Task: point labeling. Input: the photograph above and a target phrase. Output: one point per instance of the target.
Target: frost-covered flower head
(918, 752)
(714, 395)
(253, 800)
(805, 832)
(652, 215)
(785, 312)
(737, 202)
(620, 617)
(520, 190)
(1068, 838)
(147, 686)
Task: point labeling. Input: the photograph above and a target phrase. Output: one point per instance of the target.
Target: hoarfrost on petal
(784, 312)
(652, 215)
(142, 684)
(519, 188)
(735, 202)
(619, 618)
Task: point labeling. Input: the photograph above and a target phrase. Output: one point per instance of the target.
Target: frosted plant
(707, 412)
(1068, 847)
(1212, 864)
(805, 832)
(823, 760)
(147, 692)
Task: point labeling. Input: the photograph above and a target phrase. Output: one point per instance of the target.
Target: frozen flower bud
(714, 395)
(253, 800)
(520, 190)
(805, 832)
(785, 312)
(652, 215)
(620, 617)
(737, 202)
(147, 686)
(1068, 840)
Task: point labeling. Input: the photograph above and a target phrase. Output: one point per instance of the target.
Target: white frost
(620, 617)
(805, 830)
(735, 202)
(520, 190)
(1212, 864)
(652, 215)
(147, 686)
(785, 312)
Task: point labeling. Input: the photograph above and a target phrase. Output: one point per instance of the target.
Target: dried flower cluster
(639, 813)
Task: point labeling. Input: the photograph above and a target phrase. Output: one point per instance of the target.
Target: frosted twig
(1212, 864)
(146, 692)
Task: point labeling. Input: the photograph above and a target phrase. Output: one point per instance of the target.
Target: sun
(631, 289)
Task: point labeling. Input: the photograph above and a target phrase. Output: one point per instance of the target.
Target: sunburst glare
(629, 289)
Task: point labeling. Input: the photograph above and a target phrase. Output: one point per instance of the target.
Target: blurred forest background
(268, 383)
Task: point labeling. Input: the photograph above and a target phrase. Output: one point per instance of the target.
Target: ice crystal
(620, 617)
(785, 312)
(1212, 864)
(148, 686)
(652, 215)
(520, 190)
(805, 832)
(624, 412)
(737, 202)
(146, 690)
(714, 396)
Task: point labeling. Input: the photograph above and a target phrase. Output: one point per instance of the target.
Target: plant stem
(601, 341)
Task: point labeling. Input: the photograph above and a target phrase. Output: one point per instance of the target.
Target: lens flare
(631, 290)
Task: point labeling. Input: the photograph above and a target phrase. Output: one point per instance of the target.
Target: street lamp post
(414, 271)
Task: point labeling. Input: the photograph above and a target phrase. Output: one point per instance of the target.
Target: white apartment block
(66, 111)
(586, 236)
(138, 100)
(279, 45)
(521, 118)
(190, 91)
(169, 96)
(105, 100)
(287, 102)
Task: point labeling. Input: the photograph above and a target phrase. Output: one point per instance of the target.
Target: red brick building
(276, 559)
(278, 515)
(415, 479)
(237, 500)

[Task prompt]
Restate the whole listing word for word so that no line differs from the original.

[Task result]
Task: point labeling. Input: the photograph above and a target phrase. Output: one point per instance of the target.
Target: frost-covered flower head
(918, 752)
(714, 395)
(253, 800)
(805, 832)
(652, 215)
(785, 312)
(737, 202)
(620, 617)
(520, 190)
(1068, 838)
(147, 686)
Task: point labeling. Input: the photograph above and a target phrase. Output: one point per instance of the target.
Target: hoarfrost on petal
(784, 312)
(652, 215)
(142, 684)
(519, 188)
(735, 202)
(619, 618)
Task: point labeling. Input: the photograph above and a target phrase. Output: one point per instance of the target.
Target: frosted plant
(707, 412)
(1068, 847)
(1212, 864)
(805, 832)
(823, 760)
(147, 692)
Task: point labeling. Input: the photograph above and a target phrase. Output: one point per instance of the target.
Target: frozen flower bud
(714, 395)
(253, 800)
(520, 190)
(805, 832)
(785, 312)
(652, 215)
(620, 617)
(737, 202)
(147, 686)
(1068, 840)
Task: point labeling. Input: the photograph above and a target phrase. Output: one point per instance of the target.
Target: white frost
(620, 617)
(805, 830)
(735, 202)
(520, 190)
(1212, 864)
(652, 215)
(147, 686)
(785, 312)
Task: point labeling. Input: the photograph above and a target phrase. Output: one point per instance of the target.
Target: dried flower cluster
(639, 813)
Task: point labeling. Input: the photograph above and a target phrase. Output: one point per instance of the target.
Target: frosted twig
(1212, 864)
(146, 692)
Task: point labeling. Input: the photograph above and a target phrase. Output: one point per instance of the target.
Target: sun
(631, 289)
Task: point labeling. Input: the photograph above and a target phrase. Output: one point per instance of the target.
Target: sunburst glare
(629, 289)
Task: point labeling. Input: the photograph above and a target phrase. Output: one point per instance of the target.
Target: blurred forest background
(268, 383)
Task: point labeling. Input: the photograph above and a target phrase. Output: one point per instance of the target.
Target: ice crystal
(620, 617)
(785, 312)
(1212, 864)
(148, 686)
(652, 215)
(520, 190)
(805, 832)
(624, 412)
(737, 202)
(146, 690)
(714, 396)
Task: point labeling. Input: the photograph above and a target phrase. Output: one point per instance of the target.
Target: plant stem
(601, 341)
Task: point labeling. Input: the photograph above and a target phrase. Output: one point per instance of the target.
Target: lens flare
(631, 290)
Task: point labeling. Input: the photograph above and a target phrase. Output: one point per instance of the target.
Target: street lamp post
(414, 271)
Task: point labeling. Input: the photograph above and a target phrase. Output: one point per instance of the target.
Target: white apartment block
(66, 111)
(586, 236)
(138, 100)
(279, 45)
(521, 118)
(190, 91)
(169, 96)
(105, 100)
(287, 102)
Task: point labeling. Input: the photograph above and a target phrase. Output: one point per instance of the target.
Target: red brick building
(276, 559)
(278, 515)
(415, 479)
(237, 500)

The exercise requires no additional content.